======== Dataset entries

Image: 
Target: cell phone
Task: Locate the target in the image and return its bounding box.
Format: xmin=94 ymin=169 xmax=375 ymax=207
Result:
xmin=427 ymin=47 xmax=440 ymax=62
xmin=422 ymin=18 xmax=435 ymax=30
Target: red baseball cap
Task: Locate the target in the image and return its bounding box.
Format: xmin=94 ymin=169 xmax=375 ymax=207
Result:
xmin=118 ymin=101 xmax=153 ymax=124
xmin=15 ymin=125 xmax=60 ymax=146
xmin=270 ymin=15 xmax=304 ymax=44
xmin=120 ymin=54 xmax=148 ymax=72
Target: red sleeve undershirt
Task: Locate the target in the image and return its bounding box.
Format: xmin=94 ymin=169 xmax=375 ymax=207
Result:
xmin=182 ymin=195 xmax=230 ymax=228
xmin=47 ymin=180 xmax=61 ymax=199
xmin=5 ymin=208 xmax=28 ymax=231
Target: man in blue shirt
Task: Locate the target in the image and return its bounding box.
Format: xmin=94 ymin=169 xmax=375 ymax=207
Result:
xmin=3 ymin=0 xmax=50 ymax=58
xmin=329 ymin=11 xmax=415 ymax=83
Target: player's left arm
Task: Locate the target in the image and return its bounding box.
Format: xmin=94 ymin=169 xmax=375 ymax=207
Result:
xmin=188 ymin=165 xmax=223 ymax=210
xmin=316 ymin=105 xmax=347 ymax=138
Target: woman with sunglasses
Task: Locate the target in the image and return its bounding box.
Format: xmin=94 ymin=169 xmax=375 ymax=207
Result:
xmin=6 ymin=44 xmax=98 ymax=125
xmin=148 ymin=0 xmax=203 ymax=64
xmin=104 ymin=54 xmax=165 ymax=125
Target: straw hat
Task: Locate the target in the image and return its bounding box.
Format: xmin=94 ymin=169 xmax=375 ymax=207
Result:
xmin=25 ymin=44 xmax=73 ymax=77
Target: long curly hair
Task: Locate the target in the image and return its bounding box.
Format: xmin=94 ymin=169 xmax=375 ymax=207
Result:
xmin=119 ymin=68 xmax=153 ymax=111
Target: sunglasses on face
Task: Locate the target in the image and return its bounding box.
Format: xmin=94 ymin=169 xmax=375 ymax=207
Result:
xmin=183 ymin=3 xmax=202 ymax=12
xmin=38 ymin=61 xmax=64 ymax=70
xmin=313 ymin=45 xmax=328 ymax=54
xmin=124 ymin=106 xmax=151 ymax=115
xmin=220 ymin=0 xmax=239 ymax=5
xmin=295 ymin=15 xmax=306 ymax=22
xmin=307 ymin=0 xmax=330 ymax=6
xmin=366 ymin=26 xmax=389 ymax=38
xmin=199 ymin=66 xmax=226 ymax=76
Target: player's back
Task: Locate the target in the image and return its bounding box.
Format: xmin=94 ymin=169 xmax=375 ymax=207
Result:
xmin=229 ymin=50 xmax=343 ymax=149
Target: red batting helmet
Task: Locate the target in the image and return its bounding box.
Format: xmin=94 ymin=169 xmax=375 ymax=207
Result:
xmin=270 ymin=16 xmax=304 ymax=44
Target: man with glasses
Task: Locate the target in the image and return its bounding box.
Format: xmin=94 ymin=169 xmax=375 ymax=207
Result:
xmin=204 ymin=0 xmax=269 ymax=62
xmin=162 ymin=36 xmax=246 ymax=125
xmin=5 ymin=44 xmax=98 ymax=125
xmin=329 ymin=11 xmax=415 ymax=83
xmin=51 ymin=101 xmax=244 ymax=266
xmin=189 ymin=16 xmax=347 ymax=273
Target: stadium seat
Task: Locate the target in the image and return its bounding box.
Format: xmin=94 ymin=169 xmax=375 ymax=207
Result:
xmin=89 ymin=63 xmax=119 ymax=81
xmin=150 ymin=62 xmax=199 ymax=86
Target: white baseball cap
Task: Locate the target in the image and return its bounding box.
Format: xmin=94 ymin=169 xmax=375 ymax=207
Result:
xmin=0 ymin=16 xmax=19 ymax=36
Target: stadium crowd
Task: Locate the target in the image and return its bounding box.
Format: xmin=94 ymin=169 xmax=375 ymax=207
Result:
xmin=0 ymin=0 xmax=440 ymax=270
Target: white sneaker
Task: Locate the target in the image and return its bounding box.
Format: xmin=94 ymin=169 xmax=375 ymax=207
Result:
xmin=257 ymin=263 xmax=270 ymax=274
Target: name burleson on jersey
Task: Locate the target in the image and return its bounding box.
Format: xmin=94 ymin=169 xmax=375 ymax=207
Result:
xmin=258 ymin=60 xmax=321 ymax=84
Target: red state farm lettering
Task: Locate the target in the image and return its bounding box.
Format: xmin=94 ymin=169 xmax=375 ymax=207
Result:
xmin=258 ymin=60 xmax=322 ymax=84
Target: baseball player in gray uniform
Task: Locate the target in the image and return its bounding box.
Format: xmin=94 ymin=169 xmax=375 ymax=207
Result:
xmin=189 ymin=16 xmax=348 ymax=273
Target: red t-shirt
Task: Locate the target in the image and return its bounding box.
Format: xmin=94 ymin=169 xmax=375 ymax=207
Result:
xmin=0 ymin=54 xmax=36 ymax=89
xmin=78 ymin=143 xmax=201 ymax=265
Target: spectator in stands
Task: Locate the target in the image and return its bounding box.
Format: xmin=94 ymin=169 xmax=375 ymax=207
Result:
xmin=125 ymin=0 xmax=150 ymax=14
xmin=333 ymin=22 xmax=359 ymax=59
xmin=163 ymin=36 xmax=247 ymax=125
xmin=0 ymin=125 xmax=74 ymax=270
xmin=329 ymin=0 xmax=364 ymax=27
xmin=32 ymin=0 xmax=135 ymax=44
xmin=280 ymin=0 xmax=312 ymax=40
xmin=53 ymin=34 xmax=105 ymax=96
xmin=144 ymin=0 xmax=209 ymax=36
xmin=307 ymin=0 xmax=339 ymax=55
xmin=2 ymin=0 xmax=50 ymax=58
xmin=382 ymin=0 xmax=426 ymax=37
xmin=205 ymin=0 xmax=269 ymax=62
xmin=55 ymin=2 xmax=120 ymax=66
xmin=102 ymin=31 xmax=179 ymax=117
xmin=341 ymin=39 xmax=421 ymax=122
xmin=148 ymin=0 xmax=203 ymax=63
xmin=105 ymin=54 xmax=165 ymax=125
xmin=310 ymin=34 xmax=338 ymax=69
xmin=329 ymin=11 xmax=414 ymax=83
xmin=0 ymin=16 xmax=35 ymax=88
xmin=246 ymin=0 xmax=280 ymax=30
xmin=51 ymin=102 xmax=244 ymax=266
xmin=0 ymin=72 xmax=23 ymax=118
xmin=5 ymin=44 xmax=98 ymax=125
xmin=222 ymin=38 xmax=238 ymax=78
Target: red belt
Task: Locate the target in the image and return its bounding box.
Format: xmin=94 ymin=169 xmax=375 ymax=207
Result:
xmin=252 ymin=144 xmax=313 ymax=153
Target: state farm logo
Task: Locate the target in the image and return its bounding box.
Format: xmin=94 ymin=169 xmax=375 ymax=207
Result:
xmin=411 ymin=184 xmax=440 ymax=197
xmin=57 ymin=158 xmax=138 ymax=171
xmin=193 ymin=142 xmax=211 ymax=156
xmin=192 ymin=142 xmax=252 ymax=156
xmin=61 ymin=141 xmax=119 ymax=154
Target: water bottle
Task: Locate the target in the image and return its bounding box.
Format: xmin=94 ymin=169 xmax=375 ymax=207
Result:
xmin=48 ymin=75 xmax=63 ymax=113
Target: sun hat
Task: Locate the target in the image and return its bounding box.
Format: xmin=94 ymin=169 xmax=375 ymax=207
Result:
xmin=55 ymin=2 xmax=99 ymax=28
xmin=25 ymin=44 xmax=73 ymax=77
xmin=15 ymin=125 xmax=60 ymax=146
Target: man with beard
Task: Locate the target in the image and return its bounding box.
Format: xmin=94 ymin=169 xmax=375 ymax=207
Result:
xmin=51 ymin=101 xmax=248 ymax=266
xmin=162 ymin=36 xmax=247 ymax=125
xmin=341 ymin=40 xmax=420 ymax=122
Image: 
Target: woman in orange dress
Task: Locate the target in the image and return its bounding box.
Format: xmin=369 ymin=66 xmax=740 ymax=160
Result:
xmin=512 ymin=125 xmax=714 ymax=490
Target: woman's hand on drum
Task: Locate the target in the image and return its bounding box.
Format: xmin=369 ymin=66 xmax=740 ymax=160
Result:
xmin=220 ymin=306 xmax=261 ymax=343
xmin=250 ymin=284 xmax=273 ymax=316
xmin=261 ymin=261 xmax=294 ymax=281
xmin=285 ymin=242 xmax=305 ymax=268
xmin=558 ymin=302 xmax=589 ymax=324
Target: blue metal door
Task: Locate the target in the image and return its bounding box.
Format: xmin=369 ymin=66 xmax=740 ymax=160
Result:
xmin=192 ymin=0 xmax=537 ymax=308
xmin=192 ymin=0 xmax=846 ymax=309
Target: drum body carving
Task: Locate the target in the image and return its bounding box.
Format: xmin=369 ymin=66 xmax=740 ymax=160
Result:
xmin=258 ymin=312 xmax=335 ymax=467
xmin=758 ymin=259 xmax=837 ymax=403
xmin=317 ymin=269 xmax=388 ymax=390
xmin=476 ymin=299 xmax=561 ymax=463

================

→ Problem description: Reproduce verbatim the part of the material above that begins with the line containing "Target: state farm logo" and continues through the end of the material.

→ Output for this task:
Target: state farm logo
Task: Locate the target in the image and return its bounding box.
Format: xmin=94 ymin=169 xmax=375 ymax=207
Result:
xmin=411 ymin=184 xmax=440 ymax=197
xmin=57 ymin=158 xmax=138 ymax=171
xmin=193 ymin=142 xmax=211 ymax=156
xmin=192 ymin=142 xmax=252 ymax=156
xmin=61 ymin=141 xmax=119 ymax=154
Target: water bottle
Task: Locate the target in the image and return its bounding box.
Format: xmin=94 ymin=169 xmax=375 ymax=207
Result:
xmin=48 ymin=75 xmax=63 ymax=113
Target: sun hat
Task: Locate the target in the image and return its bounding box.
Format: xmin=94 ymin=169 xmax=375 ymax=207
Result:
xmin=55 ymin=2 xmax=99 ymax=28
xmin=25 ymin=44 xmax=73 ymax=77
xmin=15 ymin=125 xmax=60 ymax=146
Target: man with beard
Task: Locate the target in the image and return its bounding box.
Format: xmin=94 ymin=169 xmax=375 ymax=207
Result:
xmin=51 ymin=101 xmax=248 ymax=266
xmin=162 ymin=36 xmax=247 ymax=125
xmin=341 ymin=40 xmax=420 ymax=122
Image: 
Target: woman in orange dress
Task: Locate the target in the image and return its bounding box.
Format: xmin=369 ymin=66 xmax=740 ymax=160
Result:
xmin=512 ymin=125 xmax=714 ymax=490
Target: woman's hand on drum
Task: Locate the target in the image and return its bounding box.
Format: xmin=369 ymin=66 xmax=740 ymax=160
Result:
xmin=220 ymin=306 xmax=261 ymax=343
xmin=250 ymin=284 xmax=273 ymax=316
xmin=261 ymin=261 xmax=294 ymax=281
xmin=285 ymin=242 xmax=305 ymax=268
xmin=558 ymin=302 xmax=589 ymax=324
Target: blue metal door
Task: Locate the target in the image and return its bounding box.
Format: xmin=369 ymin=66 xmax=740 ymax=160
Result:
xmin=192 ymin=0 xmax=537 ymax=308
xmin=192 ymin=0 xmax=846 ymax=309
Target: drum body carving
Task: Locate the target in the image and return its bounding box.
Format: xmin=369 ymin=66 xmax=740 ymax=160
Result:
xmin=258 ymin=312 xmax=335 ymax=467
xmin=758 ymin=259 xmax=837 ymax=403
xmin=317 ymin=269 xmax=388 ymax=390
xmin=476 ymin=299 xmax=561 ymax=463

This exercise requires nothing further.